Doc. No.: WG14/N1521
Date: 2010-10-10
Reply to: Hans-J. Boehm
Phone: +1-650-857-3406
Email: Hans.Boehm@hp.com

N1521: Threads API Improvements and Issues

This is an attempt to distill some relatively small and hopefully relatively uncontroversial improvements from a more heated discussion of the C threads API. The earlier discussion involved several Austin Group members, notably David Butenhof, as well as Jim Thomas. Both David Butenhof and Jim Thomas also provided useful comments on an earlier version of this document.

We primarily address three largely independent issues: The separate initialization option to support mtx_trylock, lifetime of thrd_t values, and miscellaneous clarifications of the interaction of the API with the memory model.

We conclude with a short list of open threads issues that still require attention. One of these, the interaction of stdio, is unfortunately nontrivial.

Remove mtx_try

Currently one of the mutex types that may be or'ed together is mtx_try (See mtx_init, 7.25.4.2.) The mtx_trylock() function may only be applied to functions initialized with a combination of flags that includes mtx_try or mtx_timed. This diverges from both pthreads and Windows practice, which allow the corresponding trylock function to be applied to any mutex. The pthreads pthread_mutex_trylock() function may be applied to any pthread mutex, no matter what the type. Any Windows CRITICAL_SECTION object may be used with TryEnterCriticalSection. We are not aware of any platform on which this simplifies mutex implementation. The only reason we know of that might justify such a distinction at initialization time is that if mtx_trylock() guaranteed success when the mutex is not held, a mutex initialized without mtx_try often supports a faster mtx_lock() implementation. (The reason behind this is subtle; see Boehm, Adve, Foundations of the C++ Concurrency Memory Model, PLDI08) However the current specification does not provide such a guarantee, implementations for platforms on which the distinction would matter generally provide no such guarantee for their trylock implementations, and we do not see a convincing argument for such a guarantee. (See WG21/N3152 for more details.) Aside from the above (non)issue, we see no reason that a mutex implementation should be slower because it supports mtx_try. Thus we see no benefit associated with an explicit mtx_try mutex type. However, there are several disadvantages:
  1. It adds a needless opportunity for program bugs. We expect that most implementations would ignore mtx_try, so these bugs are likely to go undetected for long periods. Explicit error checking formtx_try in the implementation would add overhead on a critical path, and may make it harder to implement the C API as a very thin layer. Even then, it only adds a possible run-time error that could easily have been avoided with better API design.

────────────────

### Objective a
How many lines of the listing below contain the string "mouth"? Reply with the number only.

────────────────

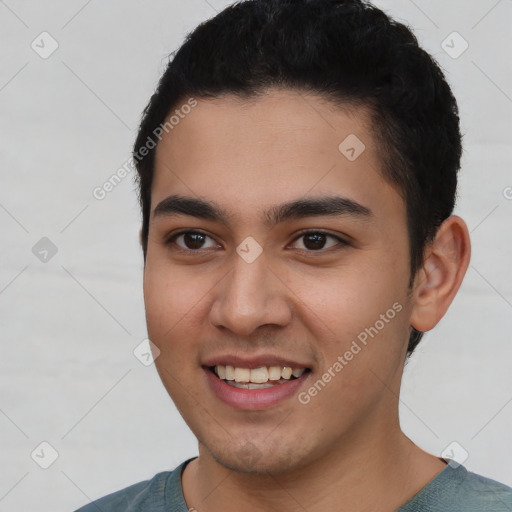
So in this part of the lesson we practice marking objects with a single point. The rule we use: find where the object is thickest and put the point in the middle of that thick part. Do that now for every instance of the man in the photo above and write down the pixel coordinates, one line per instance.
(298, 169)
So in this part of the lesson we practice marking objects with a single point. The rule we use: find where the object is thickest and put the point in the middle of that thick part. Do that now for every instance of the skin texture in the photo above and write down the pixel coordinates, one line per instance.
(344, 449)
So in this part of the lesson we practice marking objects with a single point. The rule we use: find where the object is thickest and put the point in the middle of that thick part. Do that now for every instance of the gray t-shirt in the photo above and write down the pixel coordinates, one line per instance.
(455, 489)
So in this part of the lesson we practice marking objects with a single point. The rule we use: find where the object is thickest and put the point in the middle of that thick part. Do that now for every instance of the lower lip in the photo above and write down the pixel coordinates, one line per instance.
(253, 399)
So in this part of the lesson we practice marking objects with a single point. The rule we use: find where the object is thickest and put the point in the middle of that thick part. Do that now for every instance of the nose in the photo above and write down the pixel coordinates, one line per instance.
(250, 296)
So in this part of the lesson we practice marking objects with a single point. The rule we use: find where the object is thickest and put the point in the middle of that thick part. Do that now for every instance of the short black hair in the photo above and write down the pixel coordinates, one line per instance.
(347, 51)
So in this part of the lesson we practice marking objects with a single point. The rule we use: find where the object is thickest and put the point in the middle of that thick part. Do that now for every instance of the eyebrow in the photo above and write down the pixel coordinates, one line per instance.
(298, 209)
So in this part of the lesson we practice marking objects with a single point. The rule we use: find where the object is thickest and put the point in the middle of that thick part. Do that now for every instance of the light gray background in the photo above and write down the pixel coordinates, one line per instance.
(68, 375)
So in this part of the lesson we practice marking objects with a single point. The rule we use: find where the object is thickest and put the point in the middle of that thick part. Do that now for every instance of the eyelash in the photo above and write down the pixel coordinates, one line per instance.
(341, 243)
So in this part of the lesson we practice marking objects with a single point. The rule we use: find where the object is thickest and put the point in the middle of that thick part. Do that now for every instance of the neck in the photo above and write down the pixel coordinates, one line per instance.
(370, 469)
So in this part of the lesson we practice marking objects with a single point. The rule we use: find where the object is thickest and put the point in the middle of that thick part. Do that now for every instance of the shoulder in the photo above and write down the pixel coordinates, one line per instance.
(456, 489)
(479, 491)
(130, 499)
(156, 494)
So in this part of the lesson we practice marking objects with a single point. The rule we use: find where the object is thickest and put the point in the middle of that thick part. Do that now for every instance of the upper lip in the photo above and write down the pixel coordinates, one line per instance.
(252, 361)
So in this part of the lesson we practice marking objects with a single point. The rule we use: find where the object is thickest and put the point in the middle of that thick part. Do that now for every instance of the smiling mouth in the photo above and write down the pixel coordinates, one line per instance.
(257, 378)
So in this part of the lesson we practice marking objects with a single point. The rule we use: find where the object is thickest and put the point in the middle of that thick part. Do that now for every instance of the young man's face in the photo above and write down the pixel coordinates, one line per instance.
(308, 300)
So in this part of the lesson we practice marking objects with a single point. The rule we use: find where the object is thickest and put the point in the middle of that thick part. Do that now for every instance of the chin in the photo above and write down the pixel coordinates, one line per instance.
(264, 460)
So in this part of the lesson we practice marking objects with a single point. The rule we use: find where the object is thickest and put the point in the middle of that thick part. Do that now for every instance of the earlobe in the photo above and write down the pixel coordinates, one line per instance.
(439, 279)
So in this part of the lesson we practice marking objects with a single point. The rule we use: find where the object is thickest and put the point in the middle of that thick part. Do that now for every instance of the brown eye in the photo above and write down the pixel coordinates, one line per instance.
(317, 240)
(191, 241)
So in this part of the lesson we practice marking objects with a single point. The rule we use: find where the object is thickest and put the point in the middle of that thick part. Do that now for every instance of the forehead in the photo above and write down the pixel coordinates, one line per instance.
(248, 153)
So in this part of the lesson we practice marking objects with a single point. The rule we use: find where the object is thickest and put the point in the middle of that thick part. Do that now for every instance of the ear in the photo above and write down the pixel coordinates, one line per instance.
(444, 266)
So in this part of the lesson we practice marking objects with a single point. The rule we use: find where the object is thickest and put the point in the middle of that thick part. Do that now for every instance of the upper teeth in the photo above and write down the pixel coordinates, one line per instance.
(257, 375)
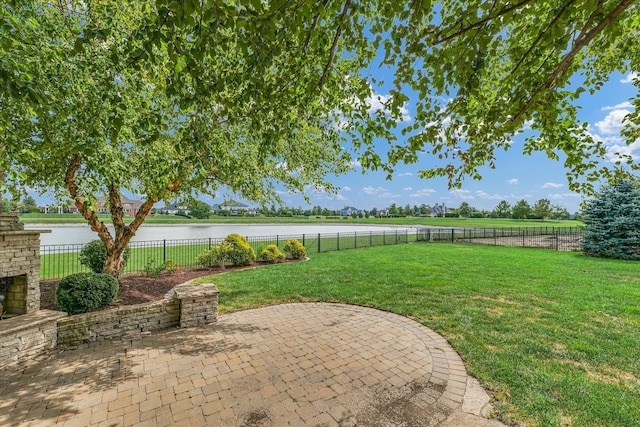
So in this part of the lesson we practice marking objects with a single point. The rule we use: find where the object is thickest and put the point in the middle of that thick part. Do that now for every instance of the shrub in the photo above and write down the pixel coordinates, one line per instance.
(241, 253)
(83, 292)
(153, 270)
(216, 256)
(295, 249)
(272, 254)
(612, 222)
(94, 254)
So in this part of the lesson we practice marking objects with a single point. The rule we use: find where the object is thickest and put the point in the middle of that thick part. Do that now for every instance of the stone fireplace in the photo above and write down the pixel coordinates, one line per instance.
(19, 266)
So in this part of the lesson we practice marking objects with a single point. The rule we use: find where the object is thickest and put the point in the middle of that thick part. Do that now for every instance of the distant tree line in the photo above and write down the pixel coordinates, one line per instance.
(27, 204)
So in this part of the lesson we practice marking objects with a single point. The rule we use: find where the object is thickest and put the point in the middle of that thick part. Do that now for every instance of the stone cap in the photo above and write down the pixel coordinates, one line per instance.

────────────────

### Objective b
Answer these questions about the threads API paper above, one line each:
(i) Who is named as the contact to reply to?
(ii) Which Windows function can be used with any CRITICAL_SECTION object?
(iii) Which open threads issue does the paper call unfortunately nontrivial?

### Full solution a
1

### Full solution b
(i) Hans-J. Boehm
(ii) TryEnterCriticalSection
(iii) The interaction of stdio